[InstCombine] peek through fdiv to find a squared sqrt

author Sanjay Patel <spatel@rotateright.com>

Mon, 8 Apr 2019 21:23:50 +0000 (21:23 +0000)

committer Sanjay Patel <spatel@rotateright.com>

Mon, 8 Apr 2019 21:23:50 +0000 (21:23 +0000)
author Sanjay Patel <spatel@rotateright.com>
Mon, 8 Apr 2019 21:23:50 +0000 (21:23 +0000)
committer Sanjay Patel <spatel@rotateright.com>
Mon, 8 Apr 2019 21:23:50 +0000 (21:23 +0000)
diff --git a/lib/Transforms/InstCombine/InstCombineMulDivRem.cpp b/lib/Transforms/InstCombine/InstCombineMulDivRem.cpp

index 03855f6bac41620c8b33def93c49146ca599b3fe..6be2efdcc53d0c6d916e93740b0afebbc674bca8 100644 (file)
--- a/lib/Transforms/InstCombine/InstCombineMulDivRem.cpp
+++ b/lib/Transforms/InstCombine/InstCombineMulDivRem.cpp
@@ -441,6 +441,25 @@ Instruction *InstCombiner::visitFMul(BinaryOperator &I) {
        return replaceInstUsesWith(I, Sqrt);
      }
  
+    // Like the similar transform in instsimplify, this requires 'nsz' because
+    // sqrt(-0.0) = -0.0, and -0.0 * -0.0 does not simplify to -0.0.
+    if (I.hasNoNaNs() && I.hasNoSignedZeros() && Op0 == Op1 &&
+        Op0->hasNUses(2)) {
+      // Peek through fdiv to find squaring of square root:
+      // (X / sqrt(Y)) * (X / sqrt(Y)) --> (X * X) / Y
+      if (match(Op0, m_FDiv(m_Value(X),
+                            m_Intrinsic<Intrinsic::sqrt>(m_Value(Y))))) {
+        Value *XX = Builder.CreateFMulFMF(X, X, &I);
+        return BinaryOperator::CreateFDivFMF(XX, Y, &I);
+      }
+      // (sqrt(Y) / X) * (sqrt(Y) / X) --> Y / (X * X)

#### Records provided:
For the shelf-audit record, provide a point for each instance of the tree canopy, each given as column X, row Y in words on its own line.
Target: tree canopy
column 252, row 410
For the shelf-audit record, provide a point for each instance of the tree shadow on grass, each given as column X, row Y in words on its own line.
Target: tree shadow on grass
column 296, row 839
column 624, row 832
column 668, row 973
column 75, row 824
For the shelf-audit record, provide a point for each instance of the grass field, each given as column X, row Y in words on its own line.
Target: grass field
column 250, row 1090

#### Written tasks:
A) For each statement about the commit, answer yes or no and quote the words from the commit that decide it.
(i) The new transform depends on the 'nsz' flag.
(ii) The commit lists a committer who is a different person from the author.
(iii) The code checks that Op0 has exactly three uses.
B) Please copy a passage from the commit word for word. Begin at the words that contain "--- a/lib/Transforms/InstCombine/InstCombineMulDivRem.cpp" and stop after "plify to -0.0.".
You can leave the rows aside.

#### Correct answers:
A)
(i) Yes: "this requires 'nsz'"
(ii) No: "committer Sanjay Patel <spatel@rotateright.com>"
(iii) No: "Op0->hasNUses(2)"

B)
--- a/lib/Transforms/InstCombine/InstCombineMulDivRem.cpp
+++ b/lib/Transforms/InstCombine/InstCombineMulDivRem.cpp
@@ -441,6 +441,25 @@ Instruction *InstCombiner::visitFMul(BinaryOperator &I) {
        return replaceInstUsesWith(I, Sqrt);
      }
  
+    // Like the similar transform in instsimplify, this requires 'nsz' because
+    // sqrt(-0.0) = -0.0, and -0.0 * -0.0 does not simplify to -0.0.